_WORK TASK_
Copy the entries below verbatim, omitting any pictures they contain.

_RECORDS SHOWN_
◆ ◆ ◆ ◆ ◆ ◆ ◆
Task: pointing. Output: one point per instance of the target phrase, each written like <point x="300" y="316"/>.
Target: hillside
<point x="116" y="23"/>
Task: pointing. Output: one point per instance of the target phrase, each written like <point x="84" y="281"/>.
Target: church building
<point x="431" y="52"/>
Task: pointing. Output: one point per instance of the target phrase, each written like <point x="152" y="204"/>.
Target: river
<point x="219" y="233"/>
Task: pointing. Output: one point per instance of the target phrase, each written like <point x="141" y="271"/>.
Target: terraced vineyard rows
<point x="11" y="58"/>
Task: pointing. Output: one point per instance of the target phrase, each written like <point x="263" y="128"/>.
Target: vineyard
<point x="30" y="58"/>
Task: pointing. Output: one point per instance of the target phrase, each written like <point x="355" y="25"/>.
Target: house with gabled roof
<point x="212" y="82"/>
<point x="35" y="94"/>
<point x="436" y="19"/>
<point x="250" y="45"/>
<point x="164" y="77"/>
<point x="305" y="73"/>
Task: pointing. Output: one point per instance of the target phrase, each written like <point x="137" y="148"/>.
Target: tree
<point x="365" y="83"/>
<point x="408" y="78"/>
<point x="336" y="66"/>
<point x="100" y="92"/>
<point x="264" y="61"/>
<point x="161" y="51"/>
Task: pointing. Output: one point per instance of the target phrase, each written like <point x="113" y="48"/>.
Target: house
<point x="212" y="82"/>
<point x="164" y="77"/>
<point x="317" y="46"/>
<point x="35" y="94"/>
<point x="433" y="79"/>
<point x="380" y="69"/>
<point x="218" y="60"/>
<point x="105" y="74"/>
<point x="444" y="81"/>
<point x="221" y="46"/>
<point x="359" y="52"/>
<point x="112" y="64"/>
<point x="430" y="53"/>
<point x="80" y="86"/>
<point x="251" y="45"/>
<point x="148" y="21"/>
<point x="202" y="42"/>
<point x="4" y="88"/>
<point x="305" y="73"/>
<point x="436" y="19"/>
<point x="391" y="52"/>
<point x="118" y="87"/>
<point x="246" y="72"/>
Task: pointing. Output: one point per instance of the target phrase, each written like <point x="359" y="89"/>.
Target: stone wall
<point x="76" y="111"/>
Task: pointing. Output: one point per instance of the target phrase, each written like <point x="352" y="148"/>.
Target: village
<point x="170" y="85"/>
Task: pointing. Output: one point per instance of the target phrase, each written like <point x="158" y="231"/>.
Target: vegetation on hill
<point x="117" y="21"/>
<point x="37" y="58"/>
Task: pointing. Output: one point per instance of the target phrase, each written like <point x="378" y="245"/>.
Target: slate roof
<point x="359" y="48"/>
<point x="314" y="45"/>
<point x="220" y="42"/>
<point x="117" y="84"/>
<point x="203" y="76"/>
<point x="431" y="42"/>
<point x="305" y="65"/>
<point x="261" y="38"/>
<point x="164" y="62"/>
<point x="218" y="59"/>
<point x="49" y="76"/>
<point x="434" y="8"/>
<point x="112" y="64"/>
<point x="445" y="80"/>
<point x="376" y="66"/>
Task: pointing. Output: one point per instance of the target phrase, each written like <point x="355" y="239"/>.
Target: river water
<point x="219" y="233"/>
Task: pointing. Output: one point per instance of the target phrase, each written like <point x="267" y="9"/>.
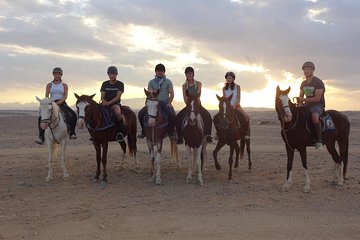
◆ ◆ ◆ ◆ ◆ ◆ ◆
_REPLY_
Task: pointing. Output: one point per instance of the target phrase, each written like <point x="300" y="316"/>.
Target: hillside
<point x="116" y="23"/>
Task: pointing. Output: one point per instance of the target phrase, each written like <point x="84" y="281"/>.
Target: church building
<point x="431" y="52"/>
Task: pointing. Output: one point per instance of the target phrase, each written like <point x="152" y="204"/>.
Target: river
<point x="219" y="233"/>
Task: pointing. Output: one point per instance of the target phrase, each written like <point x="141" y="271"/>.
Target: terraced vineyard rows
<point x="11" y="58"/>
Task: pointing. Output: one point per instance of the target phrase, each written like <point x="263" y="128"/>.
Target: vineyard
<point x="30" y="58"/>
Task: pointing. Output: one point per instance of the target phrase, each written like <point x="355" y="25"/>.
Target: house with gabled roof
<point x="212" y="82"/>
<point x="35" y="94"/>
<point x="436" y="19"/>
<point x="250" y="45"/>
<point x="164" y="77"/>
<point x="305" y="73"/>
Task: pointing. Output: one point per instance of the target phrase, each written like <point x="137" y="148"/>.
Target: tree
<point x="365" y="83"/>
<point x="408" y="78"/>
<point x="336" y="66"/>
<point x="100" y="92"/>
<point x="264" y="61"/>
<point x="161" y="51"/>
Task: pointing. Output: one point per instance of the target phrase, each written like <point x="113" y="48"/>.
Target: house
<point x="212" y="82"/>
<point x="164" y="77"/>
<point x="317" y="46"/>
<point x="35" y="94"/>
<point x="433" y="79"/>
<point x="380" y="69"/>
<point x="218" y="60"/>
<point x="105" y="74"/>
<point x="444" y="81"/>
<point x="221" y="46"/>
<point x="359" y="52"/>
<point x="112" y="64"/>
<point x="430" y="53"/>
<point x="80" y="86"/>
<point x="251" y="45"/>
<point x="148" y="21"/>
<point x="202" y="42"/>
<point x="4" y="88"/>
<point x="305" y="73"/>
<point x="436" y="19"/>
<point x="391" y="52"/>
<point x="118" y="87"/>
<point x="246" y="72"/>
Task: pointing. Output: one point per instance of the target phrase, each written like <point x="359" y="89"/>.
Target: stone wall
<point x="76" y="111"/>
Task: pointing. Output: one point per instance of the target phrase, each written like <point x="352" y="148"/>.
Target: village
<point x="170" y="85"/>
Task: pointing. Output: one point per instance of the target phrase, each written like <point x="158" y="231"/>.
Target: vegetation on hill
<point x="117" y="21"/>
<point x="37" y="58"/>
Task: pointing. Output: one point per instance of the target phrase, each written like <point x="378" y="245"/>.
Target: slate roof
<point x="359" y="48"/>
<point x="314" y="45"/>
<point x="220" y="42"/>
<point x="117" y="84"/>
<point x="203" y="76"/>
<point x="431" y="42"/>
<point x="305" y="65"/>
<point x="261" y="38"/>
<point x="164" y="62"/>
<point x="218" y="59"/>
<point x="49" y="76"/>
<point x="434" y="8"/>
<point x="112" y="64"/>
<point x="445" y="80"/>
<point x="376" y="66"/>
Task: pointing. Output: one point per instance of the target phrase, each written like <point x="355" y="239"/>.
Target: river water
<point x="219" y="233"/>
Task: pointing. Output: one point per instance of the target phrase, each written like <point x="267" y="9"/>.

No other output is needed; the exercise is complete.